▶ **Saved entries**
>>>>
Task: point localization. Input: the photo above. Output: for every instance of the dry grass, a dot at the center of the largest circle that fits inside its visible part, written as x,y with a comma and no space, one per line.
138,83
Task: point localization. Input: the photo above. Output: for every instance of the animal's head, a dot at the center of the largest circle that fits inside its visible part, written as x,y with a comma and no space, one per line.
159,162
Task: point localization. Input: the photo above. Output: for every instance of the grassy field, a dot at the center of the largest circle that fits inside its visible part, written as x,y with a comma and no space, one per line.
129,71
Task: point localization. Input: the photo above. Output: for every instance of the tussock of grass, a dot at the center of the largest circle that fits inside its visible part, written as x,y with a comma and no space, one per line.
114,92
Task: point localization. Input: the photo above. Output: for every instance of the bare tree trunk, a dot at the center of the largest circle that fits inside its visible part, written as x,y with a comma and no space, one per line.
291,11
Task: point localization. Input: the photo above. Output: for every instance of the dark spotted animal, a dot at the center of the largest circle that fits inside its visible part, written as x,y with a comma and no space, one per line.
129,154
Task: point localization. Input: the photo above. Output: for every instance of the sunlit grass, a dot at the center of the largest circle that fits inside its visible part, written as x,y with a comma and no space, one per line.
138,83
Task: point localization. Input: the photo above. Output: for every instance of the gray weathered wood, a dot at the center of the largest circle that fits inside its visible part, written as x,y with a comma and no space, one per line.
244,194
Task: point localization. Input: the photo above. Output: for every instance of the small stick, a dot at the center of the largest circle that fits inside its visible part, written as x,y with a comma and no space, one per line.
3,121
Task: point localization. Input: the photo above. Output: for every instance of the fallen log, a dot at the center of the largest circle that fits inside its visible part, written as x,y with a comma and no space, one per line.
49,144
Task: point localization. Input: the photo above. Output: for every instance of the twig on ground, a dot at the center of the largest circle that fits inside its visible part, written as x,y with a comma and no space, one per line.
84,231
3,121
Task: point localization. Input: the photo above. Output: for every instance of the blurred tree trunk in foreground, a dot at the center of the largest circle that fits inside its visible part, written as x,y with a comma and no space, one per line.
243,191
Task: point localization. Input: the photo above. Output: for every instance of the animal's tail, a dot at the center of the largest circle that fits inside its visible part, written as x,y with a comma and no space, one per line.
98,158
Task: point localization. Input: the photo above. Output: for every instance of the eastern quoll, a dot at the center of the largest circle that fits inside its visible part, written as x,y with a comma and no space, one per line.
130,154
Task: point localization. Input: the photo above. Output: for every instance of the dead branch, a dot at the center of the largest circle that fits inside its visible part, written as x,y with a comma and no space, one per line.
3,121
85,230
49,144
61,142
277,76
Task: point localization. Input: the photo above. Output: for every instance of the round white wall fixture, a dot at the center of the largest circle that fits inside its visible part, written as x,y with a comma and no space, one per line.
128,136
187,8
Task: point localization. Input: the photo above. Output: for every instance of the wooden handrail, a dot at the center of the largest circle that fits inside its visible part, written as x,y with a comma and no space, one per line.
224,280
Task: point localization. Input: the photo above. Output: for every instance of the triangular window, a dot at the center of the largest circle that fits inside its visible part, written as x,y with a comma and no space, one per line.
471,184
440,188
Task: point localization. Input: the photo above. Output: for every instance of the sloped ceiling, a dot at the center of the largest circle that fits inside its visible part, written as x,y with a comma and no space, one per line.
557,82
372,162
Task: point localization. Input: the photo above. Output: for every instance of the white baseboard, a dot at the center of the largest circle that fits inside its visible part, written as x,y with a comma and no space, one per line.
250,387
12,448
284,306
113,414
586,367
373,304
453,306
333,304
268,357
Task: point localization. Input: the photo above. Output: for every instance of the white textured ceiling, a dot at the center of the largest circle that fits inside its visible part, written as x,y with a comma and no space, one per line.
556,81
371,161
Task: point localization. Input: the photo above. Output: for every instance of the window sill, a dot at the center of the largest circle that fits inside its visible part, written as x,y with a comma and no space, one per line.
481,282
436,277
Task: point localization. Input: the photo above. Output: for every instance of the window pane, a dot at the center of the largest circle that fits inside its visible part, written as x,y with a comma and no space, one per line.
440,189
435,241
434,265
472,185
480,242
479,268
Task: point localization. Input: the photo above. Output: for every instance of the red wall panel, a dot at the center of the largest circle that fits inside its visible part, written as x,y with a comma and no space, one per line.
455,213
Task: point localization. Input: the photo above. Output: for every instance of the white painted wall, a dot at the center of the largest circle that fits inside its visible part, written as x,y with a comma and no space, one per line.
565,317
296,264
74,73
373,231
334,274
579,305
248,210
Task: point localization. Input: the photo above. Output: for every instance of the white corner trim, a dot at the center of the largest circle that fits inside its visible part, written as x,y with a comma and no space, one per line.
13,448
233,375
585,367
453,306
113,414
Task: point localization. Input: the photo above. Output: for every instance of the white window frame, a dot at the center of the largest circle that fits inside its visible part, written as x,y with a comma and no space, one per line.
<<<<
▶ **WORK TO COMPLETE**
A full, exact copy of the entries is the required answer.

▶ **TASK SOLUTION**
Task: point localization. Input: the photo above. Output: for every instance of the dry grass, a dot at the center of the largest circle that fits inside its visible part, written as x,y with a comma and no space, one per line.
138,83
Task: point localization. Input: the photo above. Output: for every instance of the animal's head, a dot at the center of the largest circle that fits inside its visible part, written as x,y with a comma and no space, one per line.
159,162
Task: point localization. Input: the photo above. Output: for every instance of the grassy field, a dot at the center of the largest circle that fits inside its visible part, written as x,y with a comma and no space, one per line.
129,71
Task: point localization. Input: the photo above. Output: for every instance of the tussock of grass, a dot at the center of the largest circle that fits inside its visible part, written as x,y with a comma and no space, one per line.
114,92
Task: point localization. Input: the photo above. Output: for every instance of the bare tree trunk, a dot at the center of the largest circle that fits inside its visible part, written as x,y with a comma and no space, one per line.
291,11
Task: point localization. Input: the photo above. Output: for every instance of the dark spotted animal, a dot at the center of the largest circle that fits inside its visible part, written as x,y with a comma and no space, one per line.
129,154
Task: point localization. Input: the photo above. Output: for every instance of the sunlit grass, a dot at the center of the largest circle that fits inside its visible part, written as x,y with a comma and no space, one per line.
138,83
Task: point localization. Input: the photo above. Output: for every instance of the gray weathered wood, a dot at the center of the largest circle that fits inside its visible part, written as x,y with a comma and no space, one per line.
244,194
Task: point localization. Input: the photo above. Output: for every instance of the small stick, a dot at the center of the largest circle that fits inside its visible part, written as x,y with a comma and no space, one per line.
3,121
Task: point localization. Input: the photo above. Output: for every instance of the fallen log, a dot at the center of the largest circle that fits inside its visible part, written as x,y with a comma and no space, one per line.
49,144
Task: point localization. Input: the photo above. Output: for every instance of the twig on ground, a dot at the center of the largest circle that fits inside its visible part, written as x,y with a comma and no space, one per line.
84,231
3,121
Task: point localization. Input: the photo above. Output: for every instance of the blurred tree trunk in foreground, a dot at the center of the largest circle that fits inside its visible part, written as x,y with a comma and no space, one per line.
243,191
Task: point localization. Input: the photo above. Output: for every instance of the animal's tail, a dot at the center of the largest circle that fits inside its visible part, written as x,y with a comma and no space, one per line.
98,158
Task: point localization. Input: the photo above. Output: for every instance of the eastern quoll, a dot at the center of the largest circle that fits inside its visible part, written as x,y with a comma and no space, one per line.
130,154
Task: point localization. Input: the photo above. Output: for every instance of the dead branch, a dot at the center of the largest circle that fits inside its visible part, written as x,y with a comma and no space, one per line.
3,121
85,230
49,144
61,142
277,76
Task: point localization. Input: the photo above. Output: for every instance of the round white wall fixture, a dot at the center of the largest circle that fits inside its visible part, written as x,y with a comma and no space, one per line.
128,136
187,8
Task: point localization. Input: the photo above. Output: for every instance of the wooden handrail, a dot at the center of the largest circle that fits inside its visible part, written as x,y with a comma and no space, one per line.
224,280
Task: point localization. Input: the photo above. Output: for every instance of the triangular window, a dot at the center of the largest circle that fits inside its visible part, written as x,y with a comma and no space, one per line.
471,184
440,188
Task: point localization. Input: the photo above. Output: for every instance of the sloped ceiling, a dot at the center of the largest circle that fits inside its visible part, written as x,y with a comma and no space, one per line.
557,82
372,162
Task: point localization. Input: the photo above. Output: for every instance of the white baseboard, a dot at the center of the largest circle that fits inside its visible part, written as x,y with a comma and no space, one per line.
250,387
12,448
284,306
113,414
586,367
373,304
453,306
333,304
268,357
Task: point localization. Input: the photo above. Output: for every instance of the white textured ceiling, a dot at the center of the largest circle that fits inside its visible part, written as x,y with a comma and no space, one per line.
556,81
371,161
Task: point localization. Input: the photo above. Output: for every instance of the window sill, a dot at the center of the largest circle that fits inside its visible part, written as x,y with a comma and no space, one per line.
481,282
436,277
Task: point localization. Input: the photo above. Output: for every instance of the window pane, a dot at the center of the largest circle that fits inside its visible part, written as x,y with a comma and no space, one per line.
440,189
435,241
434,265
472,185
480,242
479,268
Task: point localization. Input: the photo above. Output: for every instance of the red wall panel, a dot at the center of the largest circle that fits inside its visible part, written as x,y with a comma and no space, one per line.
455,213
Task: point localization. Input: the photo above. Output: for every instance of the white painted wall, a dot at the center of the largest circle that fits inside its visible part, written as x,y with a comma and no space, one per line.
565,317
296,264
74,73
373,231
334,274
579,305
248,210
Task: point localization. Input: the photo above. Output: for every instance of the white corner trim, a dot at the center of the largest circle that fits inside its visible part, written as x,y with a comma and no space, one per line.
13,448
233,375
585,367
453,306
113,414
Task: point localization. Input: the photo above. Output: for every instance of the white window frame, a dot at the center of the largest circle that fits inside its visible part, written as x,y with a comma and no space, one per line.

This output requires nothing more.